=== The request ===
Please find every line in the material below that contains the word "green" and copy each of those lines in full.

=== Input data ===
------------------------------------

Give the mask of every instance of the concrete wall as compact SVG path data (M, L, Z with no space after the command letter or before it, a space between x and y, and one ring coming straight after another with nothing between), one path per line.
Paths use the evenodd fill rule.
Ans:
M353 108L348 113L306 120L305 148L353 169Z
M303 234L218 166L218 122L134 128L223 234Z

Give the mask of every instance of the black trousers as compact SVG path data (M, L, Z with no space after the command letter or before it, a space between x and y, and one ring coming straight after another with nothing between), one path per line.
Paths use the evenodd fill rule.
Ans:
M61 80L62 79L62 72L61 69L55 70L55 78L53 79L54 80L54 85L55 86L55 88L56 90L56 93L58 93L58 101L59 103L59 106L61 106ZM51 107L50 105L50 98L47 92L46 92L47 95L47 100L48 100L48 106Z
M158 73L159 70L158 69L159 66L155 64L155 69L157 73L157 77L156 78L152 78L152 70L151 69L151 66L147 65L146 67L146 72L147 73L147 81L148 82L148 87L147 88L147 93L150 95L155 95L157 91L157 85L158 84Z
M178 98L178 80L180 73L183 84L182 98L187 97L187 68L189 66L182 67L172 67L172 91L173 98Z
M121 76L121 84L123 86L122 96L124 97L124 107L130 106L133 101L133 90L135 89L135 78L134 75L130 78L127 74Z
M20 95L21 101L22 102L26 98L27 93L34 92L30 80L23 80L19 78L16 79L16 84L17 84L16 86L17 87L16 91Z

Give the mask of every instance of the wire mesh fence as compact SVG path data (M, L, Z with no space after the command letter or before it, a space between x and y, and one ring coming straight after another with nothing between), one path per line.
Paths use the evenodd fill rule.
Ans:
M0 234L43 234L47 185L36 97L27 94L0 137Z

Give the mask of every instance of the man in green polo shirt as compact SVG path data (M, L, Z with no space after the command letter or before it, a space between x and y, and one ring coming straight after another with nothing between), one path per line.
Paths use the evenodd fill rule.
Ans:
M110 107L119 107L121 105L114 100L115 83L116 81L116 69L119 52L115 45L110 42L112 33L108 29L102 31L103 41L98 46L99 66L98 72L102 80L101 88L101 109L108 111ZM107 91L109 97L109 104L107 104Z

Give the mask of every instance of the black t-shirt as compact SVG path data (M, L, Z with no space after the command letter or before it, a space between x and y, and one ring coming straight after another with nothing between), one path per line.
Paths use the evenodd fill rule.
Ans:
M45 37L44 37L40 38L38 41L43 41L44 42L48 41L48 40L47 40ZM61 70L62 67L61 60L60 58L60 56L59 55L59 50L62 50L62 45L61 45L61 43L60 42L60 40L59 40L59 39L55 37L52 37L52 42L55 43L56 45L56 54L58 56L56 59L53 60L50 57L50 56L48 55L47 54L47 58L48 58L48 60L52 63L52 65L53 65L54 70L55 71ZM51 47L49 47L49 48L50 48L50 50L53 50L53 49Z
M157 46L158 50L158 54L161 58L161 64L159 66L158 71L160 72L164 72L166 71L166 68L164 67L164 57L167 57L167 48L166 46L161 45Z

------------------------------------

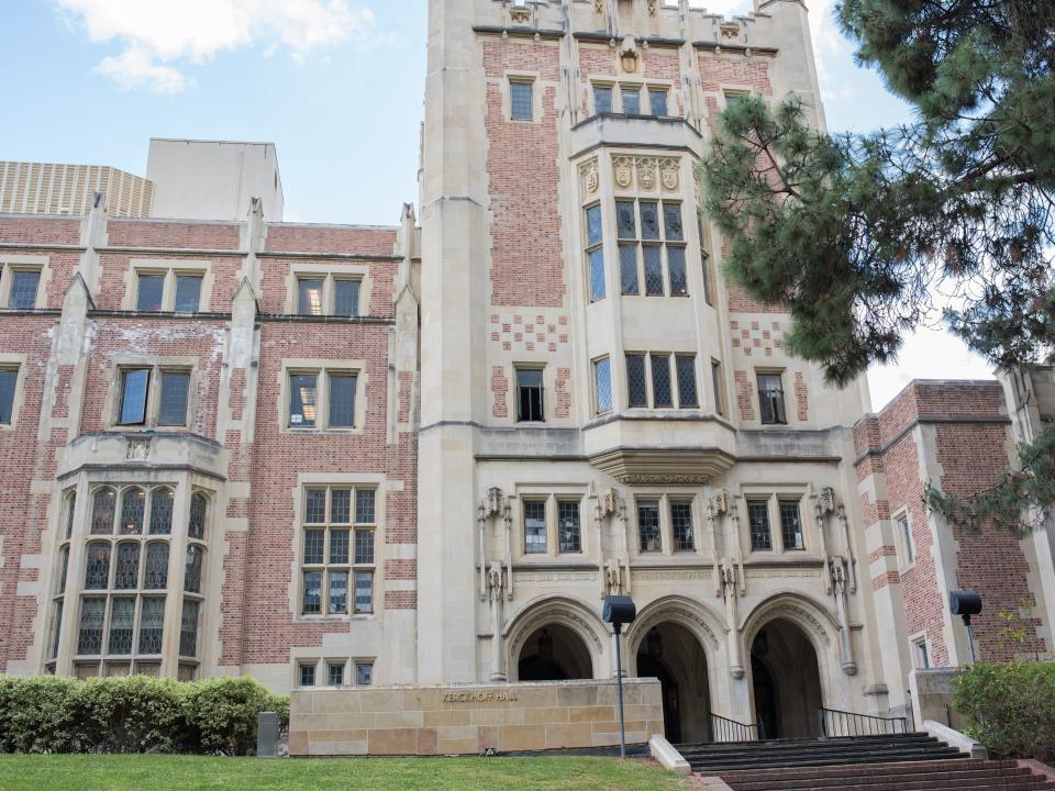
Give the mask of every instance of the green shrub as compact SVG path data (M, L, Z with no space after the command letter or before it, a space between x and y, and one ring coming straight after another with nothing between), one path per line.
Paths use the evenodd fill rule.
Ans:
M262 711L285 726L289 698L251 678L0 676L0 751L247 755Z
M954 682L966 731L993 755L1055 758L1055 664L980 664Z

------------------------------------

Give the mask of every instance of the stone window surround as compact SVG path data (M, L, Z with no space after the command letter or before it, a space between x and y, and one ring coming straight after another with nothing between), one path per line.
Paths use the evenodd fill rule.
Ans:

------------------------------------

=== Result below ===
Give the mask of every instance of the man in green polo shirt as compact SVG path data (M, L, Z with no space after the command letter or before it, a space between x and y, and one ring coming straight after another with nothing between), one path per line.
Give the mask of every instance of the green shrub as compact SVG path data (M, L, Z with no space after the command letter or before it, a space between x and y, and one ring coming straight after another with nothing between), one path per line.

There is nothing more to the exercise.